▶ [What the task requires]:
In full and without alteration, return the records below.

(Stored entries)
:::

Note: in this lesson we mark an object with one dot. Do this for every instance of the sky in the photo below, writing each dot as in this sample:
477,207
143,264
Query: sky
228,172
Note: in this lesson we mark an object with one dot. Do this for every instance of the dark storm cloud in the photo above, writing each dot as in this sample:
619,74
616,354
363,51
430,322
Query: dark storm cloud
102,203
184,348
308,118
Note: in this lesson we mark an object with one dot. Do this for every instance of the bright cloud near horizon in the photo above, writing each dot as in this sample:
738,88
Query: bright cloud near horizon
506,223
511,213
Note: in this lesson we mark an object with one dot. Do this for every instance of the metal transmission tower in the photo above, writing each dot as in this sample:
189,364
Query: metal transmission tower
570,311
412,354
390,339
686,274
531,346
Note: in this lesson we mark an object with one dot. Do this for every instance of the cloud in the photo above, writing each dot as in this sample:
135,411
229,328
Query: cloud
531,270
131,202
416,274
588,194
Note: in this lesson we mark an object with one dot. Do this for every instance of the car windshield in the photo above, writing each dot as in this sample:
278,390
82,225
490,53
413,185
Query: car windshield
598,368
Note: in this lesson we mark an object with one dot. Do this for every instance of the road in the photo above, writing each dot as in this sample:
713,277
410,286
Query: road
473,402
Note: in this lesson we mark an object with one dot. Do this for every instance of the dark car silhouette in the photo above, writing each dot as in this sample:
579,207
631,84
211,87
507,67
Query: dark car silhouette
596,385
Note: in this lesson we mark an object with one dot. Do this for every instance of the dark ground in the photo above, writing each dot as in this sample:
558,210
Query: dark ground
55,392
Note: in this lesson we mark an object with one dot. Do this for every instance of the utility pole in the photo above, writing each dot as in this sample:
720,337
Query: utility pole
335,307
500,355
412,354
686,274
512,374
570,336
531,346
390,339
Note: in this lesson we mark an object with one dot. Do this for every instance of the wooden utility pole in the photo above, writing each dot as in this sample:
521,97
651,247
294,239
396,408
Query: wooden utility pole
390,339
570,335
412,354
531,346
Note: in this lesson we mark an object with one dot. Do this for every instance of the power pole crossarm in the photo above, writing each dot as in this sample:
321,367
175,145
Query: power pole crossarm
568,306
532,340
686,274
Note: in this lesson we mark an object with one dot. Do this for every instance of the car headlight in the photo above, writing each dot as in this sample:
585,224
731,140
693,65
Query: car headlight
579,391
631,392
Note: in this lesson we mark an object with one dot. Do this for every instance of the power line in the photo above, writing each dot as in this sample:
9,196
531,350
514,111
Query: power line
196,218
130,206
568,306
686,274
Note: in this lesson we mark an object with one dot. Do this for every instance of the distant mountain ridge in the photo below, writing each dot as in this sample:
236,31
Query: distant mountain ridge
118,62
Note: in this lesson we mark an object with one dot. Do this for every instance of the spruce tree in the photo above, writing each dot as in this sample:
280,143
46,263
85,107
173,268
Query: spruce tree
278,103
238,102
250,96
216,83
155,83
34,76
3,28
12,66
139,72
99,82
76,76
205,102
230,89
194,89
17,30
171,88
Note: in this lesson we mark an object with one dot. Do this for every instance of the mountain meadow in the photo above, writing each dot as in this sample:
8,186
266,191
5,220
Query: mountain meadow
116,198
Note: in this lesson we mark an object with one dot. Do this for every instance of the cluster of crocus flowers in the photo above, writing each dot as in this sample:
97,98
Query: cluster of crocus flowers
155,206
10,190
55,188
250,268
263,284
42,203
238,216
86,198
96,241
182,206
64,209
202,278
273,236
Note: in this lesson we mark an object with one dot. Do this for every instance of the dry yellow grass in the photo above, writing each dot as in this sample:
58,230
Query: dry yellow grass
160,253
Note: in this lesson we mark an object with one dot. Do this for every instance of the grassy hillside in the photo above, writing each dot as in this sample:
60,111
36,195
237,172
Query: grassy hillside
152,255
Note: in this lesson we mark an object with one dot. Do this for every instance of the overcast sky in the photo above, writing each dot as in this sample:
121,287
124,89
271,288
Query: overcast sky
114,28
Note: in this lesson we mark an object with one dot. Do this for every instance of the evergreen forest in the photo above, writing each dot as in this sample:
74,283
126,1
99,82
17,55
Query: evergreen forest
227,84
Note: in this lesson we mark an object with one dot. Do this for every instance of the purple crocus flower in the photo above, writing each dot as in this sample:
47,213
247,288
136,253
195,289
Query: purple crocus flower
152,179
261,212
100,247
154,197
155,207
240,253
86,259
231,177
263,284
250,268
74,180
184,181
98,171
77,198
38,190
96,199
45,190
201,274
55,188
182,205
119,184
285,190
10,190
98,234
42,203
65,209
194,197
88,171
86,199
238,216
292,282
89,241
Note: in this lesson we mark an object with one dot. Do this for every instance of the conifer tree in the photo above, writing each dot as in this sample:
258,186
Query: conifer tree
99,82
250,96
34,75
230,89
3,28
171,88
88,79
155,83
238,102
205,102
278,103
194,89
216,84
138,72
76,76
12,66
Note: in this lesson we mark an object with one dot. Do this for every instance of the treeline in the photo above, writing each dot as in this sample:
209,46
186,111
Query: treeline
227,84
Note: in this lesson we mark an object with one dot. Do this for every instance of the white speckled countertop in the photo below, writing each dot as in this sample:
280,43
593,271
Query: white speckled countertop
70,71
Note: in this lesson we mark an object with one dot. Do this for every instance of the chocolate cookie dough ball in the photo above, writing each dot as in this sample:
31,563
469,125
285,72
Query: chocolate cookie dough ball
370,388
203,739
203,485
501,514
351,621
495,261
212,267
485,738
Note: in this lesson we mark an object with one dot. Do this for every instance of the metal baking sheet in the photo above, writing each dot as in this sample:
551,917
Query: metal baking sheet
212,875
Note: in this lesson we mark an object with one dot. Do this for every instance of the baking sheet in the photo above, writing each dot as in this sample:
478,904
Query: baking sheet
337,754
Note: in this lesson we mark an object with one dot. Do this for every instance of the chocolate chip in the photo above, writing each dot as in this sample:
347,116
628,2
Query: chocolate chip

:::

▶ [Response area]:
Note: in this lesson we mark an object with one dot. Do this for every instance of the sky in the photo below, writing each dot as in this sample:
477,207
143,264
Query: sky
228,172
Note: in this lesson we mark an object with one dot. Do this for every instance of the dark storm cloud in the photo above, writing each dot as in this sample:
619,74
616,354
363,51
430,322
Query: dark storm cloud
102,203
184,348
308,118
Note: in this lesson we mark an object with one dot. Do this for every instance of the bright cloud near horizon in the photo above, writing each dot as in this sample:
738,88
Query: bright cloud near horizon
506,223
511,213
Note: in this lesson we mark an object with one dot. Do this for every instance of the metal transmission tower in the photo above, writing each dot as in this sample:
189,364
Query: metal transmission tower
570,311
412,354
390,339
686,274
531,346
Note: in this lesson we mark an object with one dot. Do this for every instance of the cloud in the photo above, writing each dot as in this sample:
135,411
229,328
Query: cloud
531,270
131,202
416,274
588,194
Note: in this lesson we mark an object with one dot. Do this for every instance of the car windshield in the photo above, writing each dot as in this sample:
278,390
82,225
490,53
413,185
Query: car windshield
598,368
Note: in this lesson we mark an object with one dot. Do this for every instance of the road in the photo above, writing each dot as in this sample:
713,277
410,286
Query: road
473,402
Note: in this lesson we mark an object with one dot. Do this for every instance of the dark car silhouette in the photo above, writing each dot as in this sample:
579,207
631,84
211,87
507,67
Query: dark car silhouette
596,385
Note: in this lesson we mark an object with one dot. Do this for every instance of the dark ground in the photo above, writing each dot as in this sample:
558,210
Query: dark ground
55,392
Note: in this lesson we mark an object with one dot. Do this for every instance of the utility pole in the photo above, writing each dot as in this sample:
720,337
Query: utility pole
335,307
500,355
412,354
686,274
512,374
570,336
531,346
390,339
Note: in this lesson we mark an object with one dot. Do this for every instance of the wooden utility pole in the photo above, writing each dot as in this sample:
521,97
651,247
294,239
396,408
Query: wooden utility pole
390,339
570,335
412,354
531,346
Note: in this lesson we mark an object with one dot. Do this for every instance of the power pole crossarm in the photo above, writing each dot as in this sample:
321,367
175,145
Query: power pole crossarm
568,306
532,340
686,274
Note: in this lesson we mark an object with one dot. Do this for every instance of the car headlight in the photo above, writing each dot as in this sample:
585,224
731,140
693,65
Query: car headlight
579,391
631,392
Note: in this lesson we mark an object with one dot. Do this for every instance of the power line in the photo above, writing each dot as in this sample:
9,196
531,350
514,111
Query: power line
196,218
130,206
568,306
686,274
Note: in this lesson we mark an object with one dot. Do this for every instance of the distant mountain ridge in the photo below, writing each dot as in this sample:
236,31
Query: distant mountain ridge
118,62
Note: in this lesson we mark an object with one dot. Do this for every instance of the spruce tree in the photo above, writing each dot as in this sample:
280,143
46,263
85,107
173,268
Query: spruce tree
278,103
238,102
250,96
216,83
155,83
34,76
3,28
12,66
139,72
99,82
76,76
205,102
230,89
194,89
17,30
171,88
Note: in this lesson we mark an object with one dot. Do this for every instance of the mountain meadow in the photo above, writing each dot as in this sample:
8,186
266,191
5,220
Query: mountain meadow
116,198
Note: in this lesson we mark an object with one dot. Do this for every instance of the cluster of crocus flowers in the photo above, writing each dot as in this sample:
97,98
Query: cluster of crocus flowers
155,206
10,190
55,188
250,268
263,284
42,203
238,216
86,198
96,241
182,206
64,209
202,278
273,236
Note: in this lesson we mark an object with one dot. Do this for every instance of the dry yellow grass in the photo above, writing each dot as in this sample:
58,230
Query: dry yellow grass
160,253
Note: in this lesson we mark an object with one dot. Do this for every instance of the grassy hillside in the photo above, writing each dot as in this sample:
60,111
36,195
237,172
Query: grassy hillside
152,255
Note: in this lesson we mark an object with one dot. Do this for every instance of the overcast sky in the photo above, writing each dot as in this sample:
121,287
124,89
271,288
Query: overcast sky
114,28
Note: in this lesson we mark an object with one dot. Do this for every instance of the evergreen forest in the photo above, writing each dot as in this sample:
74,283
126,1
99,82
17,55
Query: evergreen forest
227,84
Note: in this lesson we mark an object with one dot. Do this for every instance of the purple crocus flower in the photo above, writing each dot as in this sample:
47,213
247,288
136,253
195,289
Query: purple crocus flower
152,179
261,212
100,247
154,197
155,207
240,253
86,259
231,177
263,284
250,268
74,180
184,181
98,171
77,198
38,190
96,199
45,190
201,274
55,188
182,205
119,184
285,190
10,190
98,234
42,203
65,209
194,197
88,171
86,199
238,216
292,282
89,241
Note: in this lesson we mark an object with one dot. Do this for every instance of the conifer tree in the photo above, writing each dot as in this sample:
258,186
Query: conifer tree
99,82
250,96
34,75
230,89
3,28
171,88
88,79
155,83
238,102
205,102
278,103
194,89
216,84
138,72
76,76
12,66
Note: in this lesson we mark an object with one dot. Do this for every instance of the treeline in the photo above, writing each dot as in this sample:
209,46
186,111
Query: treeline
227,84
Note: in this lesson we mark an object with one dot. Do this for every instance of the white speckled countertop in the photo below, writing each dot as in this sample:
280,43
593,271
Query: white speckled countertop
70,71
Note: in this lesson we mark an object with one dot. Do this for every instance of the chocolate cookie dough ball in the photo above, writing each dot as in this sample:
31,563
469,125
285,72
Query: chocolate cookie dough ball
370,388
203,739
203,485
501,514
351,621
495,261
212,267
485,738
Note: in this lesson we mark an object with one dot. Do this for every instance of the metal baking sheet in the photo above, writing each dot as in this sample:
551,917
Query: metal baking sheet
212,875
Note: in this lesson we mark an object with one dot. Do this for every instance of the baking sheet in the photo above, writing each dot as in this sample:
478,904
Query: baking sheet
337,754
Note: in this lesson we mark an object with one dot. Do this for every instance of the chocolate chip in the photo above, writing each dot as in this sample:
347,116
628,2
Query: chocolate chip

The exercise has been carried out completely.